----- Angezeigter Text -----

Besondere Bedeutung hat hier, dafür zu sorgen, dass es nicht zu sozialem Ausschluss, zur Stigmatisierung von Opfern oder zu Prozessen „sekundärer Viktimisierung“ kommt. Opfer dürfen nicht im Nachhinein zu Opfern ihrer sozialen Umgebung werden, indem sie selbst dafür verantwortlich gemacht werden, zur Entstehung der sexuellen Gewalt beigetragen zu haben.

 

Tertiäre Prävention bedeutet aber auch, Opfern von sexueller Gewalt dabei zu helfen, für sich einen gesunden Weg zu finden, wem sie wie viel über die Vorkommnisse erzählen wollen. Eine gesunde Offenheit im Umgang mit diesem Thema hilft, angemessene Distanz zu wahren. Opfer können dieses Empfinden verloren haben und sich entweder zu stark zurückziehen oder aber zu freizügig über Vorfälle berichten.

 

Konkrete Prävention im Schulalltag

Was kann konkret getan werden, um im Schulalltag zu fördern, dass Kinder und Jugendliche widerstandsfähiger werden gegen sexuelle Übergriffe und Gewalt? Das Prinzip „Stärken zu stärken", um die „Schwächen zu schwächen" soll verdeutlichen, dass eine ressourcen- statt defizitorientierte Sicht auf unsere Kinder das zentrale Element darstellt. Die Fähigkeiten des Heranwachsenden werden dabei fokussiert und ihm bewusst gemacht. Kinder, deren Stärken gezielt gefördert und herausgestellt werden, erleben sich als in ihrer gesamten Persönlichkeit gesehen und angenommen. Sie können ein positives Selbstbild entwickeln. Folgende Empfehlungen sollen helfen, diese Entwicklungen zu ermöglichen:

 

  • Leiten Sie ihre Schüler an, sich in ihrer Persönlichkeit zu entfalten („diversity") und auch andere in ihrer Persönlichkeit und in ihrem Anderssein zu akzeptieren („ich bin OK, du bist OK").
  • In der Regulierung eigener Bedürfnisse sollten sich Kinder als selbstwirksam erleben können und diese eigenverantwortlich steuern.
  • Gestalten Sie die Lebensumwelt der Schüler so, dass sie von Offenheit sowie Verbindlichkeit der Beziehungsgefüge (Lehrer-Schüler; Schüler-Schüler) geprägt ist.
  • Zeigen Sie sich als Lehrkraft vertrauenswürdig, wertschätzend und transparent in ihrem Denken und Handeln.
  • Vermitteln Sie unbedingte Akzeptanz der Gefühle und Bedürfnisse Ihrer Schüler, selbst wenn diese von Ihren Erwartungen abweichen.
  • Zeigen Sie Ihren Schülern, dass Sie sie als eigenverantwortliche und selbstbestimmte Personen wahrnehmen.

----- Übungsdaten -----

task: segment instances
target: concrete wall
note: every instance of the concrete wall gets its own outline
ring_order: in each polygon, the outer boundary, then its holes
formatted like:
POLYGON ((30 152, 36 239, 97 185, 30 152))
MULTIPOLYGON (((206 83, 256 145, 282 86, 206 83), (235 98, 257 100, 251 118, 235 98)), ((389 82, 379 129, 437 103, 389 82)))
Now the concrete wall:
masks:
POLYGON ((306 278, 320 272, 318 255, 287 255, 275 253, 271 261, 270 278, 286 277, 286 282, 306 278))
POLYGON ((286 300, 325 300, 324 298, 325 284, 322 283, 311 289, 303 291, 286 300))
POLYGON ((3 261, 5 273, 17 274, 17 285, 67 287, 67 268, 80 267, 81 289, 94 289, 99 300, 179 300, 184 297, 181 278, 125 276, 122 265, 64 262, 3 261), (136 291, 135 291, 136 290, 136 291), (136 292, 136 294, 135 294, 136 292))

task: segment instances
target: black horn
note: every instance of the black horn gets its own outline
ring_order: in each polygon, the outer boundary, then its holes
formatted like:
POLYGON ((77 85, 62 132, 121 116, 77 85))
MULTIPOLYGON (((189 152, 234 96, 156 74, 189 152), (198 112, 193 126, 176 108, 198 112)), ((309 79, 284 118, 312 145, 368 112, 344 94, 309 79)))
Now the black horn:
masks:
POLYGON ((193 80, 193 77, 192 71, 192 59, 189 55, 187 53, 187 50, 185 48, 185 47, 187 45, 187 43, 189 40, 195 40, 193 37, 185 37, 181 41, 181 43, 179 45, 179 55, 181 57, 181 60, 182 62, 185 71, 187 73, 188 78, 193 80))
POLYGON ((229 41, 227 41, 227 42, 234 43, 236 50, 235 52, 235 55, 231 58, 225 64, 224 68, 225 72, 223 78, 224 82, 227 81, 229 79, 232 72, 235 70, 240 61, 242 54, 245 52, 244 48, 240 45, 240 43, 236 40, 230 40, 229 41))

-----

### Ihre Aufgabe
Bitte nennen Sie, wie Opfer laut dem Text zur Prävention sexueller Gewalt reagieren können, wenn sie das Empfinden für angemessene Distanz verloren haben.

### Antwort folgt
Sie ziehen sich entweder zu stark zurück oder berichten zu freizügig über Vorfälle.